[Excerpted text]

Dr. Borko Djordjevic on Tummy Tucks
January 21, 2011 § Leave a comment
Technically known as abdominoplasty, a tummy tuck tightens the abdominal muscles while removing excess fat and skin found in the middle or lower abdomen, reducing the appearance of bulges and fat deposits. Tummy tucks provide the most benefit for relatively fit individuals who have been unable to reduce loose skin or fatty areas through diet and exercise, as well as women who have experienced multiple pregnancies and lost skin and muscle elasticity in the abdomen. Those who plan to lose weight or become pregnant in the future should wait before undergoing abdominoplasty. In fact, many of the best tummy tuck candidates are post-bariatric patients.
As with all major surgeries, tummy tucks present several risks to patients, including scarring, infection, and blood clots. Some patients opt for a second surgery to reduce the appearance of scars, which may stretch from thigh to thigh depending on the extent of the initial procedure. By following the surgeon’s aftercare advice, patients can minimize the risk of complications. Importantly, individuals must remain inactive while healing and should refrain from smoking to maximize the body’s mending abilities.
Before the surgery, patients will receive specific instructions about eating, drinking, and taking medications to avoid interactions with anesthesia. The procedure requires anywhere from two to five hours depending on the extent of the operation. Generally, surgeons make an incision between the hipbones below the waistline. A second incision frees the navel from surrounding tissue to prevent unnatural distortion and pulling. The surgeon next separates the patient’s skin from the abdominal wall and stitches the revealed muscles closer together, tightening them and narrowing the waistline. Afterward, the surgeon pulls the skin flap back down, removing any excess, and stitches the navel back into a natural position. Some individuals may return to work after only two weeks, while others may require a month or more for full recovery.

[Records supplied]

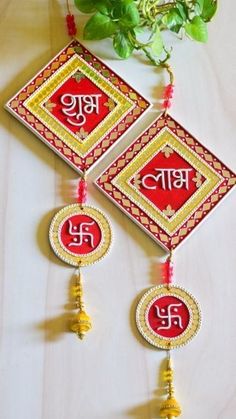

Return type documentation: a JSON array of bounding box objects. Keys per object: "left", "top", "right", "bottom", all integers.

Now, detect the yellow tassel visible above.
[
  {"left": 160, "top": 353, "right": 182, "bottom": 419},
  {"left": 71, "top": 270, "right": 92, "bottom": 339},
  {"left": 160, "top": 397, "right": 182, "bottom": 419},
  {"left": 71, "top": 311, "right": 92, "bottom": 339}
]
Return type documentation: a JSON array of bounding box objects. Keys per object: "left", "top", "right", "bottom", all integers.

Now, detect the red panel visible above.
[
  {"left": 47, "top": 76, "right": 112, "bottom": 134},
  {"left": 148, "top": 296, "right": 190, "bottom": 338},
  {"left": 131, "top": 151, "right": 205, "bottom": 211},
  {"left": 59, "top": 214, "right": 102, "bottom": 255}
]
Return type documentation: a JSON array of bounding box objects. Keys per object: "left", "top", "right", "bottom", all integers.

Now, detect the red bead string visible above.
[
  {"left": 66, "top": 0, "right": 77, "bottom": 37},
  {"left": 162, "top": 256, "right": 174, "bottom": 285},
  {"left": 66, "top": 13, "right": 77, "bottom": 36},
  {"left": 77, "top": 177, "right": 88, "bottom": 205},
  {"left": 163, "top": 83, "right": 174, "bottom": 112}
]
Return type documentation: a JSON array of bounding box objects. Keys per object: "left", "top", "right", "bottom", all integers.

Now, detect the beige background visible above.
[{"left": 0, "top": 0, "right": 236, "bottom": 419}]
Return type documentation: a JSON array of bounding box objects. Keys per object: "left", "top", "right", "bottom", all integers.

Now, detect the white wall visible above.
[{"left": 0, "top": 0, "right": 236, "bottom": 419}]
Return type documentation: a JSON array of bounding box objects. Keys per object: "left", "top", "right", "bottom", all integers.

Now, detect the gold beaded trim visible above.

==

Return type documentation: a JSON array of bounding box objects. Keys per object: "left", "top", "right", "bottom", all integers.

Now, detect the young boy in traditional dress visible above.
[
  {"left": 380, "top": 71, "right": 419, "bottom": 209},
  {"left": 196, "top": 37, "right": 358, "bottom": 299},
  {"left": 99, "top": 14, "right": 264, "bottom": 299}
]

...

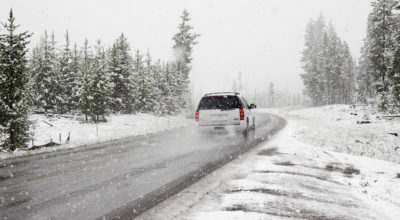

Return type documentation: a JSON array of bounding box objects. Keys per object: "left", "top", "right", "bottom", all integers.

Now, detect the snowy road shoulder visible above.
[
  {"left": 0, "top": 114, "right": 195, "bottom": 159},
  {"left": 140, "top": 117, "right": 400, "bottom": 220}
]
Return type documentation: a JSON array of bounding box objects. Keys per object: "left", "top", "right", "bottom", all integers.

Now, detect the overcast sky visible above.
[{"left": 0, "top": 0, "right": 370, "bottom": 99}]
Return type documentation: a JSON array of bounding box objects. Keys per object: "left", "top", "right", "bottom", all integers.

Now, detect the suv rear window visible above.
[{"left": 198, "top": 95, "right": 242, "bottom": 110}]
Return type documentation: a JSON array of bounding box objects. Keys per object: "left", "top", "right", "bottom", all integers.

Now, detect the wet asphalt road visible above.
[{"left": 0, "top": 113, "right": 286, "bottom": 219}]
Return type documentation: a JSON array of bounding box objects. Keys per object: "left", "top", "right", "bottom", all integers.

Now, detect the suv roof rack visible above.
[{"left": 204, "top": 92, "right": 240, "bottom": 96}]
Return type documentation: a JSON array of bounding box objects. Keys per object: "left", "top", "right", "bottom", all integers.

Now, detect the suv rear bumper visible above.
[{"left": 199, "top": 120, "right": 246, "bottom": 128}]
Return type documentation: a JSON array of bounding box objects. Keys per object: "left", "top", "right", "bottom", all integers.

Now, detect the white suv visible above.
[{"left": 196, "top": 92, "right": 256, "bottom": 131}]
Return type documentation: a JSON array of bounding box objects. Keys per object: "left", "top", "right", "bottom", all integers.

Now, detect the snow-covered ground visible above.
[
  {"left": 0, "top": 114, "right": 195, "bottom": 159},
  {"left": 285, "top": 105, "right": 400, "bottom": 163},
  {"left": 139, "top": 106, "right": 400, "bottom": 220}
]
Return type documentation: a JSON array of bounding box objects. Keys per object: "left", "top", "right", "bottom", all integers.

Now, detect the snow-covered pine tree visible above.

[Prompt] Please state how long the procedure takes, according to the tummy tuck text.

[Result of this exercise] Anywhere from two to five hours, depending on the extent of the operation.